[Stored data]

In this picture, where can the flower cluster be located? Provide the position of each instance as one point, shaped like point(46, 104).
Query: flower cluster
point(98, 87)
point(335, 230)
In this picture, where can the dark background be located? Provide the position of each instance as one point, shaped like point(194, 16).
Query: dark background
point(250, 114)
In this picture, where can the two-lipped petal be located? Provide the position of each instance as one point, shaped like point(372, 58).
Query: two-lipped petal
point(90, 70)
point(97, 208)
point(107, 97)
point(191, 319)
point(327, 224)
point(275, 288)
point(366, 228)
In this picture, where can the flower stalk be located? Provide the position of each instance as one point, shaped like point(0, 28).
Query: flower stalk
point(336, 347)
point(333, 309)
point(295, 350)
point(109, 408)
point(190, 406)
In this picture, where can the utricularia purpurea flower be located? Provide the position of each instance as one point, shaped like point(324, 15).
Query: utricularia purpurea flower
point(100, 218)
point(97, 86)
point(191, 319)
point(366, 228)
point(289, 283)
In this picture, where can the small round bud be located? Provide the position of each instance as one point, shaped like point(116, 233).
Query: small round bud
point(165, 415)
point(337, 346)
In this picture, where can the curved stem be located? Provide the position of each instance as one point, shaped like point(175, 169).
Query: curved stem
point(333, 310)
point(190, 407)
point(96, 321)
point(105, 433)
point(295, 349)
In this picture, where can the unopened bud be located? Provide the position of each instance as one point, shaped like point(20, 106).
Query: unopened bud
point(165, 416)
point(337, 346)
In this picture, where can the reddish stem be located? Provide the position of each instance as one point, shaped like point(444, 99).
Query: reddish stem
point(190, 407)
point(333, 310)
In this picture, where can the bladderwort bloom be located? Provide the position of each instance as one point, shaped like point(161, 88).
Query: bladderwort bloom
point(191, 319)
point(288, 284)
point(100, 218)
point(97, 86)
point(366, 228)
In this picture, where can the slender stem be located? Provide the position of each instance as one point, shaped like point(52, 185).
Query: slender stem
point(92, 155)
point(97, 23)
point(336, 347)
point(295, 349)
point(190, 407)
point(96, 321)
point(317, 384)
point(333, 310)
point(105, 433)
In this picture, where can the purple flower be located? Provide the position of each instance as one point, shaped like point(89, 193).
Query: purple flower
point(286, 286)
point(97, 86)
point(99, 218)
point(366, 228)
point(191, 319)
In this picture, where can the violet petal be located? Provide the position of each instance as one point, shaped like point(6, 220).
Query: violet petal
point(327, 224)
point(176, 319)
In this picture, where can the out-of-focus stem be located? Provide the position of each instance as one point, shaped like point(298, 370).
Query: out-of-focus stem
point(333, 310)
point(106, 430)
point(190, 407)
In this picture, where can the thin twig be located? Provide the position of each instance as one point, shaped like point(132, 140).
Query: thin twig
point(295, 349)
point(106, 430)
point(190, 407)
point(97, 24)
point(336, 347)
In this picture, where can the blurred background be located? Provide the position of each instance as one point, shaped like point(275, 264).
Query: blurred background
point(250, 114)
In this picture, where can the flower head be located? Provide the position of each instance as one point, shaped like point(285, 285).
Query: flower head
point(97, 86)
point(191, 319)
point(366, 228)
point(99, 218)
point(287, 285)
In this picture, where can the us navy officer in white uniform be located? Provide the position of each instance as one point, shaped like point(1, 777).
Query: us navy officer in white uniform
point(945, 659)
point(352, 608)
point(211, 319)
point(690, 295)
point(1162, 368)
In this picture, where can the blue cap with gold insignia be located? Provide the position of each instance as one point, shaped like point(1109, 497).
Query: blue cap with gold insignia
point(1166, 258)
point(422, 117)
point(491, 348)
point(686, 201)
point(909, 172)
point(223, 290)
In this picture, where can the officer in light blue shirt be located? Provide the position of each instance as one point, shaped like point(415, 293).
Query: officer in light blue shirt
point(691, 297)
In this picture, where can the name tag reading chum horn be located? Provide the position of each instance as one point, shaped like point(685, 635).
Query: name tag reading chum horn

- [SET EXERCISE]:
Rewrite all of the data above, changing every "be located" to "be found" and keeping everything else the same.

- [THE ANSWER]:
In this picture, where can the flower cluster be found? Provide the position of each instance as one point, shaped like point(46, 104).
Query: flower cluster
point(98, 87)
point(335, 230)
In this picture, where can the dark background be found? Provide the position of each instance as one point, shaped like point(194, 16).
Query: dark background
point(250, 114)
In this picture, where can the two-lipped petal be found? Provide the position of each instance as one point, shaped like point(372, 58).
Query: two-lipped petal
point(90, 70)
point(97, 208)
point(107, 97)
point(191, 319)
point(327, 224)
point(275, 288)
point(366, 228)
In this picture, where can the flower stalk be found? Provide the position of each instance as one point, shaped like point(0, 28).
Query: flower stalk
point(336, 347)
point(333, 309)
point(295, 350)
point(109, 408)
point(190, 406)
In this picture, where can the utricularia purpurea flower be found? Provide the position of each instance as one point, shaped like point(324, 15).
Query: utricularia purpurea flower
point(100, 218)
point(97, 86)
point(191, 319)
point(366, 228)
point(289, 283)
In this picture, where can the small round bud be found? Provide the position of each instance as one point, shaped like point(116, 233).
Query: small round bud
point(165, 415)
point(337, 346)
In this picture, where can the curved stem be found? Provide the position of each instance as one point, shaped like point(175, 169).
Query: curved stem
point(333, 310)
point(190, 407)
point(96, 321)
point(105, 433)
point(295, 349)
In this picture, where can the unopened bud be found? Provide the position of each instance as one point, shaped like point(20, 106).
Query: unopened bud
point(165, 416)
point(337, 346)
In this picture, where can the reddish stem be found? Provide the position of each instance as one point, shaped like point(444, 99).
Query: reddish stem
point(190, 407)
point(333, 310)
In this picture, where can the bladderwort bloom be found? Provide the position of each instance as one point, shaped like point(161, 88).
Query: bladderwort bloom
point(191, 319)
point(288, 284)
point(100, 218)
point(97, 86)
point(366, 228)
In this picture, where can the slender stem be found? Provide the position of each instance as one point, shaped like point(52, 185).
Query: slender stem
point(92, 155)
point(97, 23)
point(336, 347)
point(295, 349)
point(190, 407)
point(96, 321)
point(317, 384)
point(333, 310)
point(105, 433)
In this picture, where can the purple flower be found? Provide the position of each instance as one point, shaped like point(89, 193).
Query: purple flower
point(286, 286)
point(97, 86)
point(99, 218)
point(366, 228)
point(191, 319)
In this picture, where can the violet petal be found? Provide the position of each instance as one point, shaped like point(6, 220).
Query: violet petal
point(327, 224)
point(176, 319)
In this picture, where can the out-of-focus stem be found? Provide the position of each instance as one point, shaped like point(298, 370).
Query: out-of-focus stem
point(333, 310)
point(106, 430)
point(190, 407)
In this picture, where can the thin twig be found? Provide the position of each instance as one point, shaped like point(132, 140).
Query: thin twig
point(295, 349)
point(106, 430)
point(190, 407)
point(97, 24)
point(336, 347)
In this picture, where can the blurred background be found? Provide the position of each instance as one point, shaped like point(275, 264).
Query: blurred background
point(250, 114)
In this picture, where can the flower head be found? Provide the position of each instance as one point, shaped like point(285, 285).
Query: flower head
point(97, 86)
point(191, 319)
point(366, 228)
point(99, 218)
point(287, 285)
In this picture, where can the us navy officer in white uniform be found? Provide the position of each instance as one point, shaped like point(1, 777).
Query: us navy officer in white uniform
point(945, 659)
point(352, 608)
point(211, 319)
point(690, 295)
point(1162, 368)
In this picture, where can the blue cap with gold insignia be found? Provide the position of each instance as one point, shaped like point(1109, 497).
Query: blue cap with gold insignia
point(1166, 258)
point(422, 117)
point(491, 348)
point(686, 201)
point(909, 172)
point(223, 290)
In this picture, where can the officer in light blue shirt be found? Provide the position of each instance as one point, shaped like point(415, 293).
Query: officer in light blue shirt
point(691, 297)
In this picture, where can the name tag reading chum horn be found? Provide the position of each instance as one point, shaped like point(685, 635).
Query: name tag reading chum horn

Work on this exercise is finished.